**Tasks to carry out**
[A] In the news item on the barley centre's funding, copy the passage from "Funding will be" up to and including "of end users.", swapping "farmers" for "growers".
[B] Answer these questions from the news item on the barley centre's funding:
(i) Who is the managing director of the CMBTC?
(ii) On what date did the new funding agreement take effect?
(iii) How much did the Western Canadian Deduction checkoff provide the CMBTC?

**Passage shown**
▼▼▼

Barley groups from the three prairie provinces will collect funds to support initiatives of the technical centre
The Canadian Malting Barley Technical Centre in Winnipeg has reached a new funding agreement.
The CMBTC will receive core funding from Alberta Barley, the Manitoba Wheat & Barley Growers Association and the Saskatchewan Barley Development Commission (Sask Barley).
Funding will be collected through a farmer checkoff and used to support CMBTC programs, which include market development initiatives, quality evaluation and technical support services for buyers of Canadian malt barley.
“Continued funding from farmers will support the CMBTC’s operations, including our work to introduce promising new varieties to our domestic and international customers,” said Peter Watts, managing director of the CMBTC.
“With improved yield and disease resistance, and equal or better quality than existing varieties, the new lines will create value for farmers and help make malting barley an attractive crop to grow.”
The CMBTC conducts research designed to learn more about malting barley performance in malting and brewing processes and to en-sure Canadian malting barley meets the needs of end users.
Most research conducted at the CMBTC is applied research that directly supports the commercialization of Canadian malting barley.
The new funding agreement took effect July 31 and will replace the Western Canadian Deduction checkoff, which provided the CMBTC with three cents per tonne of barley delivered to Canadian Grain Commission licensed companies during the past five years.

▲▲▲

**Given material**
▼▼▼

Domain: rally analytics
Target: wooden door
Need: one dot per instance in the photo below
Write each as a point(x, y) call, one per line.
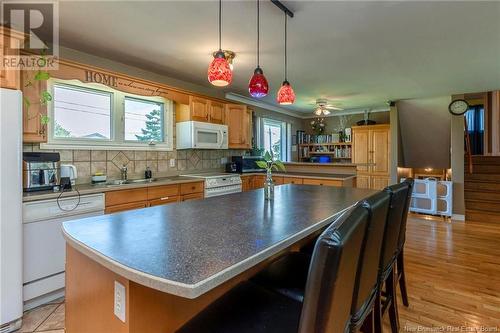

▲▲▲

**Answers in order**
[A]
Funding will be collected through a farmer checkoff and used to support CMBTC programs, which include market development initiatives, quality evaluation and technical support services for buyers of Canadian malt barley.
“Continued funding from growers will support the CMBTC’s operations, including our work to introduce promising new varieties to our domestic and international customers,” said Peter Watts, managing director of the CMBTC.
“With improved yield and disease resistance, and equal or better quality than existing varieties, the new lines will create value for growers and help make malting barley an attractive crop to grow.”
The CMBTC conducts research designed to learn more about malting barley performance in malting and brewing processes and to en-sure Canadian malting barley meets the needs of end users.

[B]
(i) Peter Watts
(ii) July 31
(iii) Three cents per tonne of barley delivered to Canadian Grain Commission licensed companies